## Set task
Could you reproduce the material between the lines holding "to the reflective" and "pixel 984 478", inclusive, with the requests kept in, but shift every point coordinate in the answers by -84?

## Provided material
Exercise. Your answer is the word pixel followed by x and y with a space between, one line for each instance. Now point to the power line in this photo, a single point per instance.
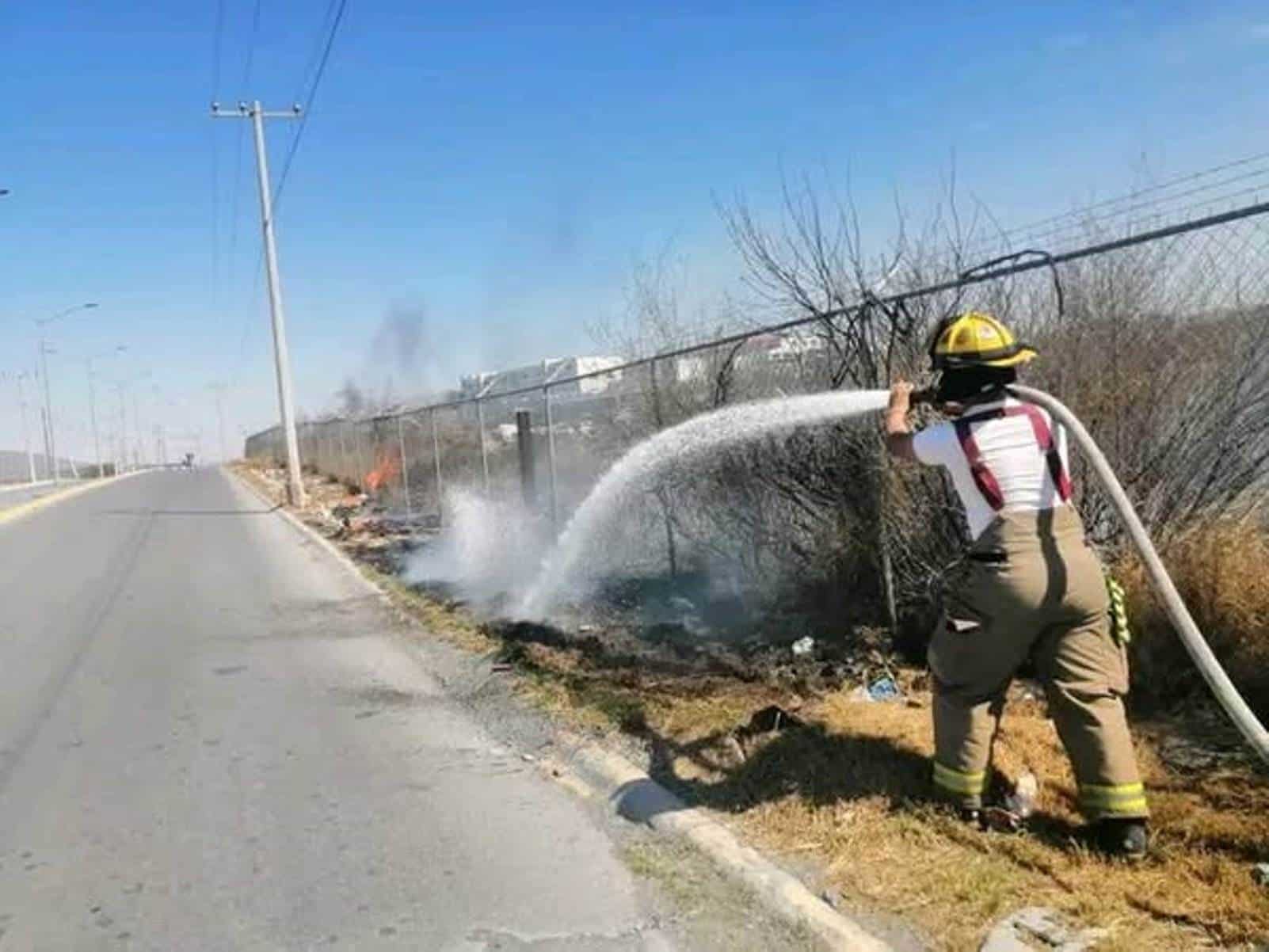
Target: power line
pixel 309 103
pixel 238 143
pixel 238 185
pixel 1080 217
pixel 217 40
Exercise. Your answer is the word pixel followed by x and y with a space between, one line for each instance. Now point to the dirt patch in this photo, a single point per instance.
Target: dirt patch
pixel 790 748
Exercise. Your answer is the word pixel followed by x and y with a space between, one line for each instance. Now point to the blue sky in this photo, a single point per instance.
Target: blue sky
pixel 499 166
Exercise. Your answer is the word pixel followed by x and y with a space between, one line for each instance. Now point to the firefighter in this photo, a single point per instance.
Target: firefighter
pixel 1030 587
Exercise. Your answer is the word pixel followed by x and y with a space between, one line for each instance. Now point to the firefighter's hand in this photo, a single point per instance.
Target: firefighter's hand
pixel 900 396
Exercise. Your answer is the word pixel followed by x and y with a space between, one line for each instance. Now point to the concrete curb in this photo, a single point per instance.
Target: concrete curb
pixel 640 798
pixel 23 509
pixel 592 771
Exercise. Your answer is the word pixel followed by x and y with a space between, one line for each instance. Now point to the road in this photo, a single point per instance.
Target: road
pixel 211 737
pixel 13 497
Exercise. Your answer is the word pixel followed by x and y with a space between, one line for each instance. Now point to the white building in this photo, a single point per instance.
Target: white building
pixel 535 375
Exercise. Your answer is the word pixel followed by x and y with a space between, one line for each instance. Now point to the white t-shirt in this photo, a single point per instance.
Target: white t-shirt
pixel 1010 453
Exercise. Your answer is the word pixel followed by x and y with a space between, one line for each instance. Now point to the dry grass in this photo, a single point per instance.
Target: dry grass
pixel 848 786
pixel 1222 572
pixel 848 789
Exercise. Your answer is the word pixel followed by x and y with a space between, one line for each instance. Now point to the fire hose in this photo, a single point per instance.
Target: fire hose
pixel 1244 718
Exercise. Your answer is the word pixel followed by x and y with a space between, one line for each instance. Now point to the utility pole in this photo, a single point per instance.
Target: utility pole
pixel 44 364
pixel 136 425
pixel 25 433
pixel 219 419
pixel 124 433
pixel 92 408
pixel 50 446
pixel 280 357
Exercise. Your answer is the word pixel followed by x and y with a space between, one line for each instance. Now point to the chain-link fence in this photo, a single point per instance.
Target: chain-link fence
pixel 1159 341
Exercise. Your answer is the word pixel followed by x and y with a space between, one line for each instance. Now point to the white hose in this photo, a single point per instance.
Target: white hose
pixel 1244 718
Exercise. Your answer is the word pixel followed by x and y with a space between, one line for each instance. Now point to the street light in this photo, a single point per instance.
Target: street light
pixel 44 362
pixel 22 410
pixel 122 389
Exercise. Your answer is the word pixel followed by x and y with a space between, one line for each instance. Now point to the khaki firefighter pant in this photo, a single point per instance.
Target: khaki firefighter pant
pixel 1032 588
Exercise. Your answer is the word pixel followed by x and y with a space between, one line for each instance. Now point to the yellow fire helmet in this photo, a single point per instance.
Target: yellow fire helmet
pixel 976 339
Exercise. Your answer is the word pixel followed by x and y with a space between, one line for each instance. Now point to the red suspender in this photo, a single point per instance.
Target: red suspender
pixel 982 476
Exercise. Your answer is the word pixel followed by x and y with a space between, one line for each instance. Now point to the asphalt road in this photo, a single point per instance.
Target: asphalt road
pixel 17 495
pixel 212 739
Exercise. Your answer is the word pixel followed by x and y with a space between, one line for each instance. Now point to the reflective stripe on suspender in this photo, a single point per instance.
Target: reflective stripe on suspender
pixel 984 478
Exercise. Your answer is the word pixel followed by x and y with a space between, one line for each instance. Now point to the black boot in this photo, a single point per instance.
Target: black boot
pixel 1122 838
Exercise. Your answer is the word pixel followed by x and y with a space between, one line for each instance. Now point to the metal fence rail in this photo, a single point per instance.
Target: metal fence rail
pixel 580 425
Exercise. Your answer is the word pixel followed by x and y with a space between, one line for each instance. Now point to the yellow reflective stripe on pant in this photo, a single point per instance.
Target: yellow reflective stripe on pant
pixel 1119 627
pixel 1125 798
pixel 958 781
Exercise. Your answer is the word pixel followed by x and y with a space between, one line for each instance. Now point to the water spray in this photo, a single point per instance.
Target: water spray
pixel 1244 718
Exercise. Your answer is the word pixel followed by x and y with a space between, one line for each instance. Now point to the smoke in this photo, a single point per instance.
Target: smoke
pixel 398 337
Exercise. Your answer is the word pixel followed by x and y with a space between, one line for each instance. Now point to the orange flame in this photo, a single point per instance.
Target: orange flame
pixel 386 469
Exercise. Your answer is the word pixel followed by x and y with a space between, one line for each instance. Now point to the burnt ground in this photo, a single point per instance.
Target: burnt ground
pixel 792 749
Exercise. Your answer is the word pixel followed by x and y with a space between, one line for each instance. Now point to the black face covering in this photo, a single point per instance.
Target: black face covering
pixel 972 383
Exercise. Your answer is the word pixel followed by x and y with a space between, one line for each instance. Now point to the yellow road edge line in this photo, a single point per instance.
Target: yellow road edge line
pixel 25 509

## Full answer
Exercise. Your answer is the word pixel followed by x and y with a space between, one line for each instance. Now point to the reflective stripe on suspender in this photo, a single point per instance.
Target: reflective stripe on suspender
pixel 900 394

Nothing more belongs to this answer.